- [PASSAGE GIVEN]
■ ■ ■ ■

When I was in Afghanistan, I had several soldiers come up to me in the chow hall to talk about their experiences with CAS. One said he had been ambushed, had half a magazine left, and his buddy to the side of him was on empty when the A-10s showed up and obliterated the enemy.

Ideally, you would never reach that level to begin with. I understand it does happen. But when planning, my goal was to prevent things from reaching that point - either by detecting the ambush site in advance, or by having a faster response available so the guys on the ground wouldn’t be almost out of ammo before help arrived.

An example of getting it right was the night the bad guys tried to move in 300 guys to attack a remote firebase. They were still some miles away when the AC-130 paid them a visit. After the visit, no one was moving. When possible, that is a better way of doing business that waiting for close contact.

■ ■ ■ ■

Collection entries
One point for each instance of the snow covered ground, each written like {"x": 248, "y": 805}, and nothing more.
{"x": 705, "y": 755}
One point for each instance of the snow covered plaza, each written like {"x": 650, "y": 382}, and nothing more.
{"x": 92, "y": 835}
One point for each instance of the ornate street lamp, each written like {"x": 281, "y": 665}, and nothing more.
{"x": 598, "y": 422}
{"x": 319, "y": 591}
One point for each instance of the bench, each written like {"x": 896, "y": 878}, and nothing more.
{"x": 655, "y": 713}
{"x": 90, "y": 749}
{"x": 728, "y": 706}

■ ■ ■ ■

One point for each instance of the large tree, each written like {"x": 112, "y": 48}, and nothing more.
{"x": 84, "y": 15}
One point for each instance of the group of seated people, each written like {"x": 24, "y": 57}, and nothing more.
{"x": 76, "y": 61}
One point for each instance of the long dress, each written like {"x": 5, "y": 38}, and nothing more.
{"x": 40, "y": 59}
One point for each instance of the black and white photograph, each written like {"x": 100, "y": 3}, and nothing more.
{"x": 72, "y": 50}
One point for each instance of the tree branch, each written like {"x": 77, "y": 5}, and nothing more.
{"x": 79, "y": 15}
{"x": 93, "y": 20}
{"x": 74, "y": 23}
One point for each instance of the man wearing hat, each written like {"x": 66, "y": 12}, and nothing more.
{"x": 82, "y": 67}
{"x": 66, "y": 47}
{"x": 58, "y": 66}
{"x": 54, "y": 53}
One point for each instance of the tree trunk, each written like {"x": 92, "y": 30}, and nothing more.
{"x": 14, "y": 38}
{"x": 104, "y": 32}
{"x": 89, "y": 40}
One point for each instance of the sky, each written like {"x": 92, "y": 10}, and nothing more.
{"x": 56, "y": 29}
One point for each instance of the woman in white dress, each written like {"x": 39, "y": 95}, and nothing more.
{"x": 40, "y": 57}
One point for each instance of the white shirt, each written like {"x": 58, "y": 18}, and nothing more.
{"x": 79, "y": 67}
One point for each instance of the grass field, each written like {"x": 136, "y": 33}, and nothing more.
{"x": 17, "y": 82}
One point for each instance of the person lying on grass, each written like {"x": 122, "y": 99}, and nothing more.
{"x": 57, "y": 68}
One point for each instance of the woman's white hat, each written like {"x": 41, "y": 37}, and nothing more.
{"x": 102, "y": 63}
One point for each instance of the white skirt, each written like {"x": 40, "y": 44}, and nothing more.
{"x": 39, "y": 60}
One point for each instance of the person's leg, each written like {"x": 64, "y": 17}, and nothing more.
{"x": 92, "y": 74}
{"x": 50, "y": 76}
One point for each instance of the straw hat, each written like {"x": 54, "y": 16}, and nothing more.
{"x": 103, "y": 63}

■ ■ ■ ■

- [PROBLEMS TO WORK ON]
A – Answer these questions using the Afghanistan passage:
(i) How much ammunition did the ambushed soldier have left when the A-10s showed up?
(ii) What were the two ways the writer aimed to keep things from reaching that point?
(iii) How many men did the enemy try to move in to attack the remote firebase?
B – Retype the part of the Afghanistan passage starting with "An example of" and going on through "for close contact.".

- [OUTPUTS IN ORDER]
A –
(i) Half a magazine.
(ii) By detecting the ambush site in advance, or by having a faster response available.
(iii) 300.

B –
An example of getting it right was the night the bad guys tried to move in 300 guys to attack a remote firebase. They were still some miles away when the AC-130 paid them a visit. After the visit, no one was moving. When possible, that is a better way of doing business that waiting for close contact.